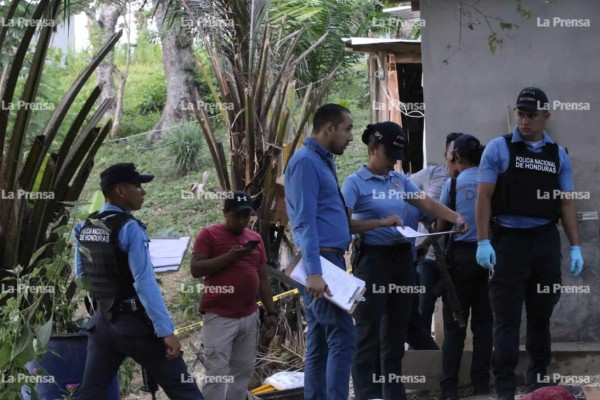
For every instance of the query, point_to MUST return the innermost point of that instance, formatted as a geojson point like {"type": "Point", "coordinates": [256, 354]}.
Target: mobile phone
{"type": "Point", "coordinates": [251, 244]}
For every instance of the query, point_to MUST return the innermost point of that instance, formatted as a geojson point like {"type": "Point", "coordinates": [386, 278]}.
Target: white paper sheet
{"type": "Point", "coordinates": [167, 254]}
{"type": "Point", "coordinates": [411, 233]}
{"type": "Point", "coordinates": [343, 286]}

-=-=-

▶ Exercise requirements
An exact copy of the listing is required; return it without any pictures.

▶ Task answer
For every instance of the query, point_to MUST return the innermost point of that instance, formatted as a geojson point like {"type": "Point", "coordinates": [256, 354]}.
Target: mobile phone
{"type": "Point", "coordinates": [251, 244]}
For every instance of the query, point_to MUST return the innermost point of that instance, formatted as a geojson point like {"type": "Point", "coordinates": [386, 278]}.
Target: white paper sheet
{"type": "Point", "coordinates": [167, 254]}
{"type": "Point", "coordinates": [411, 233]}
{"type": "Point", "coordinates": [343, 286]}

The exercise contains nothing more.